Consigne
Selon l'extrait sur la Constitution de 2014, combien de députés faut-il pour retirer la confiance au gouvernement ?

Extrait du document
===============
D’abord, sous la pression d’Ennahdha, les constituants à l’ANC ont opté pour un régime parlementaire. La Constitution de 2014 (article 95) indique, comme il est de tradition dans ces régimes, que le gouvernement est responsable devant le parlement (et non devant le président de la République qui, pourtant assure la nomination du chef du gouvernement). Ainsi, le parlement peut théoriquement, au vu de la crise actuelle au sein du parti majoritaire et dans l’éventualité de la scission de Nida, sanctionner le gouvernement et voter une motion de censure contre lui à la demande d’un tiers de ses membres, c’est-à-dire 72 députés. Le parlement pourra alors, tout aussi théoriquement, lui retirer la confiance à la majorité absolue de ses membres, c’est-à-dire 109 députés (art. 97). Dans ce cas, le chef du gouvernement présentera aussitôt sa démission au président de la République. En pratique, Nida (85 sièges), Ennahdha (69 sièges), UPL (16 sièges), Afek (8 sièges) disposent aujourd’hui ensemble, à travers leur coalition gouvernementale, de l’appui de 178 députés sur 217, c’est-à-dire de 82% des membres du parlement.


 


La mise en cause du gouvernement, liée à la scission de Nida, à la suite d’une initiative de 72 députés, nécessite alors, face à la faiblesse de l’opposition, l’appui d’Ennahdha, elle-même membre de la coalition gouvernementale. Or, Ennahdha semble se réjouir pour le moment du confort que lui procure la deuxième position sur le plan parlementaire. Même si elle se délecte d’avoir un pied dans la coalition gouvernementale et un pied dans un rôle de semi-opposition. Mais, on sait qu’Ennahdha et Ghannouchi ne sont pas pour le moment prêts à prendre des positions hasardeuses, surtout que le parti prépare de grandes résolutions, voire de grandes conversions idéologiques, dans un prochain congrès décisif. Quoiqu’Ennahdha pourra toujours marchander son appui au gouvernement de coalition à la suite de la scission de Nida. Ghannouchi a été tout au long de la transition hyper-réaliste, plus réaliste que les laïcs mêmes, plus réaliste surtout que la gauche moralisante.
===============
Données affichées
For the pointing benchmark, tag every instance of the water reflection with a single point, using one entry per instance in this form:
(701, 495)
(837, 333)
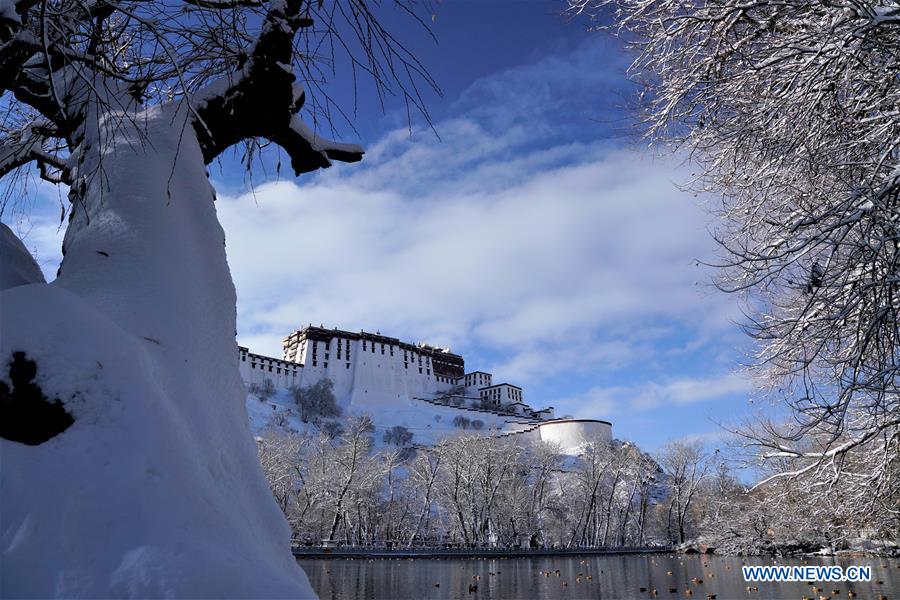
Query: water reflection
===============
Réponse attendue
109 députés, soit la majorité absolue des membres du parlement (art. 97).